#### Zadanie 1:
Wypisz z wpisu o sprawie Geremka słowo w słowo fragment od „Stanisław Żaryn Stanisław Żaryn Polityka” aż po „chciałbym się odnieść.”.
#### Zadanie 2:
Napisz dalszy ciąg wpisu o sprawie Geremka, zaczynając tam, gdzie się kończy.

#### Fragment strony:
○ ○ ○

Stanisław Żaryn Stanisław Żaryn
7450
BLOG

O sprawie Geremka uwag kilka

Stanisław Żaryn Stanisław Żaryn Polityka Obserwuj notkę 84

Po kilku dniach, jakie minęły od burzy wywołanej opublikowanym przeze mnie dokumentem ZSKO na temat Bronisława Geremka, najwyższy czas, bym zabrał w tej sprawie głos. Po pierwsze dlatego, że mój komentarz należy się czytelnikom. Z drugiej strony napisano w tej sprawie wiele – moim zdaniem – głupstw, do których jako autor tekstu chciałbym się odnieść.

Pisząc o wątpliwościach dotyczących przeszłości byłego szefa MZS nie ustrzegłem się niestety błędów. Po pierwsze – co słusznie wytknęli mi krytycy – w swoim komentarzu na blogu Pt.: „Polska opleciona” użyłem niepotrzebnie skrótu myślowego – napisałem, że współpraca Geremka ze służbami PRL jest pewna. Przekreśliłem w ten sposób treść swojego artykułu na portalu Fronda.pl, który opisywał wątpliwości dotyczącej kontaktów Geremka z Departamentem I MSW. Choć był to wątek niejako poboczny, bo tekst dotyczył szerszego zjawiska, jednak był to błąd i za ten błąd przepraszam. Błędem było również nieopisanie zapisu dziennika rejestracyjnego dotyczącego Geremka. Wątek ten powinienem umieścić w tekście, byłby on wtedy pełniejszy i lepiej pokazywał opisywaną przeze mnie sprawę. I za to swoich czytelników również przepraszam. I tyle przeprosin.

○ ○ ○

#### Wpisy ze zbioru danych do wskazywania:
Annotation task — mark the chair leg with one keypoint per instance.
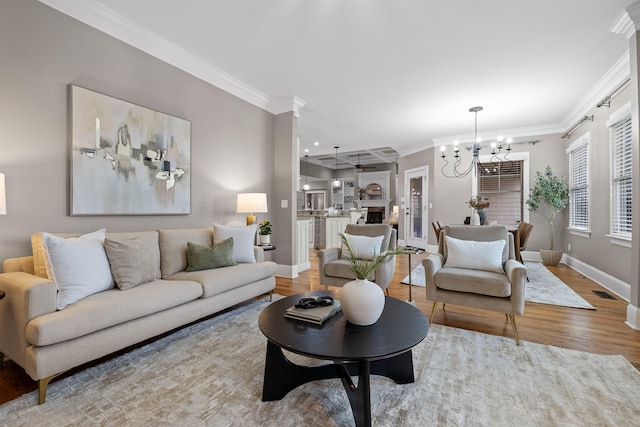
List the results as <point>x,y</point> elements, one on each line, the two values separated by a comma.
<point>512,319</point>
<point>433,312</point>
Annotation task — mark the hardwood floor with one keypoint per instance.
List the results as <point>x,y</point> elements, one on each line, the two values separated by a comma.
<point>600,331</point>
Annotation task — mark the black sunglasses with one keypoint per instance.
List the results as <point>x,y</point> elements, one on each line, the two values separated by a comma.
<point>314,302</point>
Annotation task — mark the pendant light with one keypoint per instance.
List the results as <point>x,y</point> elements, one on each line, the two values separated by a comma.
<point>336,184</point>
<point>306,186</point>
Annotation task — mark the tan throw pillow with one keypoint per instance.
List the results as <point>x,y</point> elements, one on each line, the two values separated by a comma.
<point>131,264</point>
<point>204,258</point>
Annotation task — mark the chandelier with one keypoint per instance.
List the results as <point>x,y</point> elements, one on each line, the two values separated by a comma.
<point>306,186</point>
<point>475,165</point>
<point>336,184</point>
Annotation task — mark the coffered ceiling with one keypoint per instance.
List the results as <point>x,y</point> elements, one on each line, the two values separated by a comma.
<point>367,74</point>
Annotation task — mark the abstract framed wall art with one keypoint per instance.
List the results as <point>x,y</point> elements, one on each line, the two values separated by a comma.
<point>127,159</point>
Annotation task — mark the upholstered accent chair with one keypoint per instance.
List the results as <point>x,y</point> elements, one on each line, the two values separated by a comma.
<point>476,267</point>
<point>334,271</point>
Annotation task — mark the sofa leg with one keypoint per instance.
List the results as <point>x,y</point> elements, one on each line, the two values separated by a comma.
<point>433,312</point>
<point>42,388</point>
<point>512,319</point>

○ ○ ○

#### Wynik zadania 1:
Stanisław Żaryn Stanisław Żaryn Polityka Obserwuj notkę 84

Po kilku dniach, jakie minęły od burzy wywołanej opublikowanym przeze mnie dokumentem ZSKO na temat Bronisława Geremka, najwyższy czas, bym zabrał w tej sprawie głos. Po pierwsze dlatego, że mój komentarz należy się czytelnikom. Z drugiej strony napisano w tej sprawie wiele – moim zdaniem – głupstw, do których jako autor tekstu chciałbym się odnieść.

#### Wynik zadania 2:
Mój drugi błąd szybko naprawił z resztą Piotr Gontarczyk, którego list został zamieszczony na większości liczących się portali informacyjnych w Polsce. Jednak – wbrew temu co uważa Gontarczyk – sprawa dziennika rejestracyjnego, w którym Geremek widnieje jako KTW, sprawy nie kończy. Wbrew temu, co napisał historyk IPN, nie można powiedzieć jednoznacznie, że Geremek był tylko KTW. Nie ma bowiem możliwości stwierdzenia, czy zgodnie z wersją Gontarczyka funkcjonariusze popełnili błąd przepisując sygnatury akt, czy też po prostu wyczyszczono wszelkie informacje, które o podjęciu współpracy świadczą. A tego, że Geremkowi teczkę wyczyszczono, nikt obecnie nie kwestionuje. I oczywiście nie jest to dowodem, że były szef MSZ współpracował z Departamentem I, jednak oznacza to, że wykluczyć tego – co zrobił jednoznacznie Gontarczyk – nie można.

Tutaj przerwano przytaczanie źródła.